TEXTAUSZUG →
####################

Concilium plebis
Die Römische Republik (Res Publica Romana) verteilte die gesetzgebende Gewalt formal auf drei separate Versammlungen, die comitia centuriata, die comitia tributa und das concilium plebis.
Das concilium plebis war – wie die comitia tributa – eine Stammesversammlung, allerdings nur der Plebejer unter Ausschluss aller Patrizier, die auch nicht an den Zusammenkünften teilnehmen durften. Nur die Volkstribunen (tribuni plebis) konnten das concilium plebis einberufen;[1] es traf sich üblicherweise im Comitium auf dem Forum Romanum. Patrizische Senatoren beobachteten die Versammlung häufig von den Stufen der Curia Hostilia aus und versuchten von hier aus, Einfluss auf die Tribunen zu nehmen. Das concilium plebis war die bevorzugte Legislative der Republik, obwohl technisch seine Gesetze Plebiszite – Volksabstimmungen – genannt wurden. Es wählte die plebejischen Ädile (aediles plebis) und die Volkstribunen und führte Gerichtsverhandlungen durch, bis der Diktator Lucius Cornelius Sulla die ständigen Gerichtshöfe etablierte.

####################

BEIGEFÜGTE DATENSÄTZE →
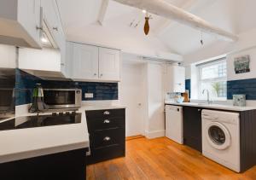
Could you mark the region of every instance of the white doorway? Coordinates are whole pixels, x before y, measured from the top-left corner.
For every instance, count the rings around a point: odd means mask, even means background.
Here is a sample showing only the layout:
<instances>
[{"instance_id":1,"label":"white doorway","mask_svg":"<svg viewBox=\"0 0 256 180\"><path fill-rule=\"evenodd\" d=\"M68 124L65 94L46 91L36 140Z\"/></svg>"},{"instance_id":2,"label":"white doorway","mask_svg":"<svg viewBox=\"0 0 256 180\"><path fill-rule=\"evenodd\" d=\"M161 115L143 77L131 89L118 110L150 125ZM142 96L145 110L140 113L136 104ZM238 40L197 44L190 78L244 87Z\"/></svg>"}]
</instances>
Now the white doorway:
<instances>
[{"instance_id":1,"label":"white doorway","mask_svg":"<svg viewBox=\"0 0 256 180\"><path fill-rule=\"evenodd\" d=\"M126 107L125 135L132 136L144 134L143 64L122 64L120 103Z\"/></svg>"}]
</instances>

####################

AUFGABE 1 →
Gib den Abschnitt des Textauszugs von „Das concilium plebis war –“ bis „ständigen Gerichtshöfe etablierte.“ wortgetreu aus.
AUFGABE 2 →
Nenne alle Versammlungen, auf die die Römische Republik laut dem Textauszug die gesetzgebende Gewalt verteilte.
Die Datensätze spielen hierfür keine Rolle.

ANTWORTFELD 1 →
Das concilium plebis war – wie die comitia tributa – eine Stammesversammlung, allerdings nur der Plebejer unter Ausschluss aller Patrizier, die auch nicht an den Zusammenkünften teilnehmen durften. Nur die Volkstribunen (tribuni plebis) konnten das concilium plebis einberufen;[1] es traf sich üblicherweise im Comitium auf dem Forum Romanum. Patrizische Senatoren beobachteten die Versammlung häufig von den Stufen der Curia Hostilia aus und versuchten von hier aus, Einfluss auf die Tribunen zu nehmen. Das concilium plebis war die bevorzugte Legislative der Republik, obwohl technisch seine Gesetze Plebiszite – Volksabstimmungen – genannt wurden. Es wählte die plebejischen Ädile (aediles plebis) und die Volkstribunen und führte Gerichtsverhandlungen durch, bis der Diktator Lucius Cornelius Sulla die ständigen Gerichtshöfe etablierte.

ANTWORTFELD 2 →
comitia centuriata, comitia tributa, concilium plebis